* [Task to carry out]: Can you change every "photo" in the records below to "image", leave everything else the same, and leave the pictures out of your answer?

* [Provided data]:
_____

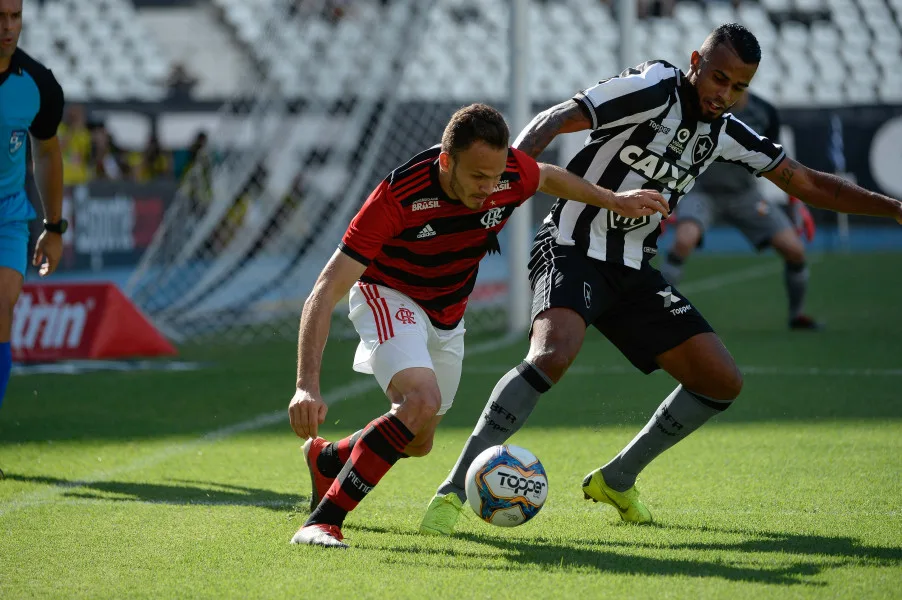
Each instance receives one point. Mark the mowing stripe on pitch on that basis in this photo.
(348, 391)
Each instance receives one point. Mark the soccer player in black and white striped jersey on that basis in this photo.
(652, 127)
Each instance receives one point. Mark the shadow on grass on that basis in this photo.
(184, 492)
(786, 543)
(617, 557)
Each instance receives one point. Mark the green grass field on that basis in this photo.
(190, 484)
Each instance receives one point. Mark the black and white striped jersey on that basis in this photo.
(643, 138)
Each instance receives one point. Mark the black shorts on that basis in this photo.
(637, 310)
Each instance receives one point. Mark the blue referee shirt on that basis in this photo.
(30, 101)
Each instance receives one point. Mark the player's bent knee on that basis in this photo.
(418, 450)
(730, 385)
(424, 405)
(552, 362)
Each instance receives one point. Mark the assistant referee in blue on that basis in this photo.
(31, 101)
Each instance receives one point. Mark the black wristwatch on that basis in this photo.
(59, 227)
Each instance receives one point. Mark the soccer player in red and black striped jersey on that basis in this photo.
(408, 262)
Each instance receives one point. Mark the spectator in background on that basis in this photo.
(180, 82)
(75, 142)
(195, 153)
(106, 158)
(655, 8)
(153, 162)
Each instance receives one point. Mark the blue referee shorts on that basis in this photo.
(15, 213)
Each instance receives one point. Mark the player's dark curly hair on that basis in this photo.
(477, 122)
(739, 38)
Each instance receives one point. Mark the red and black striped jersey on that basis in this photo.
(415, 239)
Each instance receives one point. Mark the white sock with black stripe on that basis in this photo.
(679, 415)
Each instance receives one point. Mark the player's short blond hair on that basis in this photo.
(475, 123)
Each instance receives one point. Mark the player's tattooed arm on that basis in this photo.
(566, 117)
(824, 190)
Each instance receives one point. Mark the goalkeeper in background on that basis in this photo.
(731, 194)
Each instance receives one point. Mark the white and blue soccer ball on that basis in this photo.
(506, 485)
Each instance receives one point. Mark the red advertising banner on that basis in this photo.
(81, 321)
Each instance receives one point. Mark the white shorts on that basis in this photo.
(396, 334)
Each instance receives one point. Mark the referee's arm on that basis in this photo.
(48, 172)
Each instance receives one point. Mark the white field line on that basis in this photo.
(746, 370)
(333, 396)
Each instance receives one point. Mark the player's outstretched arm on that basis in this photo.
(831, 192)
(566, 117)
(307, 411)
(562, 183)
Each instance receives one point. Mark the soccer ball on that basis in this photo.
(506, 485)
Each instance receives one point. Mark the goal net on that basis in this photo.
(343, 93)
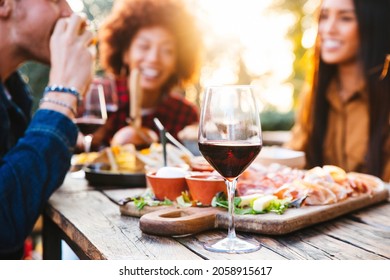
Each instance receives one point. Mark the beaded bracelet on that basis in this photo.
(59, 88)
(60, 103)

_____

* [Result of this exercise]:
Each instance receives one point. Mark the mowing stripe on pitch on that basis in this image.
(348, 391)
Each instance receives one point. Mark the soccer player in black and white striped jersey on that basis in this image.
(652, 127)
Each instance receives one point. Mark the shadow on grass on that basis in this image.
(184, 492)
(786, 543)
(617, 557)
Each instance receives one point. Mark the green grass field on that basis in this image.
(190, 484)
Each instance receives one point. Mark the black and white striped jersey on that basis in this image.
(643, 138)
Each instance receives one point. Mark the black shorts on that basis in this image.
(637, 310)
Each instance receives one point. Mark the blue referee shirt on that basis in this image.
(30, 101)
Each instance receives one point. Mark the player's bent knee on that basis in this image.
(418, 450)
(730, 385)
(424, 405)
(552, 362)
Each instance receives one point. Mark the assistant referee in blue on that basis in this image.
(31, 101)
Each instance receives one point. Mark the black wristwatch on that basis in this image.
(59, 227)
Each instance receives one point. Mark the soccer player in red and black striped jersey on that basis in this image.
(408, 262)
Each instance receives one point. Mark the spectator in background on that basis in this image.
(180, 82)
(75, 142)
(195, 153)
(106, 158)
(655, 8)
(153, 162)
Each instance receives one point. Mark the blue referee shorts on that basis in this image.
(15, 213)
Each instance receives one point. Mark the player's dark curly hair on that basis in this image.
(477, 122)
(739, 38)
Each instance receives one point. Mark the red and black striped jersey on that basis in this image.
(415, 239)
Each instance receives one point. Mark the white sock with black stripe on that basis in this image.
(679, 415)
Each instance receives one point. Mark the player's short blond hair on that basis in this image.
(475, 123)
Each instance receives one point. Mark the player's tattooed arm on that basis in this image.
(566, 117)
(824, 190)
Each instance receives one point. Mark the goalkeeper in background on that basis in this image.
(731, 194)
Each instance receives one point. Mark the white and blue soccer ball on that basis in this image.
(506, 485)
Each instance receives one point. Mark the red advertising banner on that basis in this image.
(81, 321)
Each instance receives one point. Mark the white shorts on that basis in this image.
(396, 334)
Each instance receives one point. Mark the referee's arm on that basis in this image.
(48, 172)
Each instance receives one point. Mark the white field line on that basis in this image.
(746, 370)
(333, 396)
Each instance receives one point. Mark the player's outstretched arm on that basis in this image.
(831, 192)
(566, 117)
(307, 411)
(562, 183)
Each instance receives one point. Mark the soccer ball on that basis in this image.
(506, 485)
Each instance receives one point. Mark the goal net on that basis in this image.
(343, 93)
Each instance receives one point. Mark the beaded bracelet on that basis in this image.
(59, 88)
(60, 103)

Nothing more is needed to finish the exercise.